Requisitos da tarefa
1: No texto sobre os vendedores ambulantes, o que a população acaba fazendo quando os agentes da lei vão para cima dos ambulantes?
2: Reescreva de forma mais breve o parágrafo do texto sobre os vendedores ambulantes que começa com "Expondo nas calçadas", mantendo seus fatos principais.

Documento

┄┄┄┄┄┄┄┄┄┄┄┄┄┄┄┄┄┄┄┄

As ruas das capitais brasileiras estão cheias de vendedores ambulantes, entre eles imigrantes africanos e haitianos recebidos por acordo diplomático ou compaixão cristã.
Expondo nas calçadas, eles vendem frutas, mel, flores, legumes, especiarias, guarda-chuvas, luvas, meias, headphones, relógios e 1001 outras quinquilharias, poucas nativas, muitas importadas sem qualquer documentação que possa apaziguar a fiscalização tributária.
Quando os agentes da lei vão para cima dos ambulantes, a população fica dividida, mas no final das contas opta por vaiar a polícia militar convocada para apartar a briga.
Aqui já poderíamos concluir lembrando o velho ditado: “Em casa onde falta pão, todos brigam e ninguém tem razão”, mas a verdade é que o buraco da tulha é mais embaixo.

┄┄┄┄┄┄┄┄┄┄┄┄┄┄┄┄┄┄┄┄

Dados brutos
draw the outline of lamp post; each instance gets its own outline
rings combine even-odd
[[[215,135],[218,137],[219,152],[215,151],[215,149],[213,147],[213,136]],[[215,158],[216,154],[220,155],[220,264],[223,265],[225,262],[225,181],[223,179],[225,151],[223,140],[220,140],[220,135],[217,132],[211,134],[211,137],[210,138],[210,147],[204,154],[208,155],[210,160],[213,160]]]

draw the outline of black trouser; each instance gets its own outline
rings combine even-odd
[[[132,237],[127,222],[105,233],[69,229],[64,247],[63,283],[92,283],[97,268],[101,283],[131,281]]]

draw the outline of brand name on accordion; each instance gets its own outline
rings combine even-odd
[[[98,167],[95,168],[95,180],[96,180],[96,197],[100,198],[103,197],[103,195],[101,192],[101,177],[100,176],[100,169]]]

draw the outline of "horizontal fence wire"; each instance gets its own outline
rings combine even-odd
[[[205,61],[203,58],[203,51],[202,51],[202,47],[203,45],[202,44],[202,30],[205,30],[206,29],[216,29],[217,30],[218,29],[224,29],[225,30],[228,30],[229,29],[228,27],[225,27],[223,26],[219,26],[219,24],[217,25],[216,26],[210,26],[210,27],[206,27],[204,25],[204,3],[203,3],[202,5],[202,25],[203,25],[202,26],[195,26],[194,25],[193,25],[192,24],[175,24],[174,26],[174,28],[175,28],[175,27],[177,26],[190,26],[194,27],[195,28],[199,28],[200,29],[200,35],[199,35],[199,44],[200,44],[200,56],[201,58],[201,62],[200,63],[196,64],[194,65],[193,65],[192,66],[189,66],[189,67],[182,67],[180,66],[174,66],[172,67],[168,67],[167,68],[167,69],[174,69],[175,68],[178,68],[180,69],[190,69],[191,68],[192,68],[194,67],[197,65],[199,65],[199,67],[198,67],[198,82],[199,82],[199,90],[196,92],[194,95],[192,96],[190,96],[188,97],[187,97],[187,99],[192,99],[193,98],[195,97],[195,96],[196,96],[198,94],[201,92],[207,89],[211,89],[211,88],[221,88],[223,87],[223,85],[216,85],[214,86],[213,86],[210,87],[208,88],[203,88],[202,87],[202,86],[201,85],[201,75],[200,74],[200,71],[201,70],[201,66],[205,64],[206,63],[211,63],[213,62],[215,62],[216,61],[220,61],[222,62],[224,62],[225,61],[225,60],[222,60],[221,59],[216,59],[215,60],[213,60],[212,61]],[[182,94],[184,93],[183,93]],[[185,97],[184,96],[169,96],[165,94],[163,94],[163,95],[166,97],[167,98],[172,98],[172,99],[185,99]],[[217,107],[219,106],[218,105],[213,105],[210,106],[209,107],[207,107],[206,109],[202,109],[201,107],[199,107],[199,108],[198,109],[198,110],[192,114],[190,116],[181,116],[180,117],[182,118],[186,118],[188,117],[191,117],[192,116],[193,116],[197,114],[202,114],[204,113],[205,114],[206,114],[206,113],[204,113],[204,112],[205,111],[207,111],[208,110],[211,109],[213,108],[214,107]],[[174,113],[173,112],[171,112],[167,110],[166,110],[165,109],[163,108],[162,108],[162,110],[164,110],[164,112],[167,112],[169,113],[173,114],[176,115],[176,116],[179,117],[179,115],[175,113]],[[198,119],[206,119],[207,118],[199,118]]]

┄┄┄┄┄┄┄┄┄┄┄┄┄┄┄┄┄┄┄┄

Soluções
1: Opta por vaiar a polícia militar convocada para apartar a briga.

2: Nas calçadas, os ambulantes vendem alimentos, flores e objetos diversos, como guarda-chuvas, luvas, meias, headphones e relógios. Poucos desses produtos são nativos, e muitos são importados sem documentação que satisfaça a fiscalização tributária.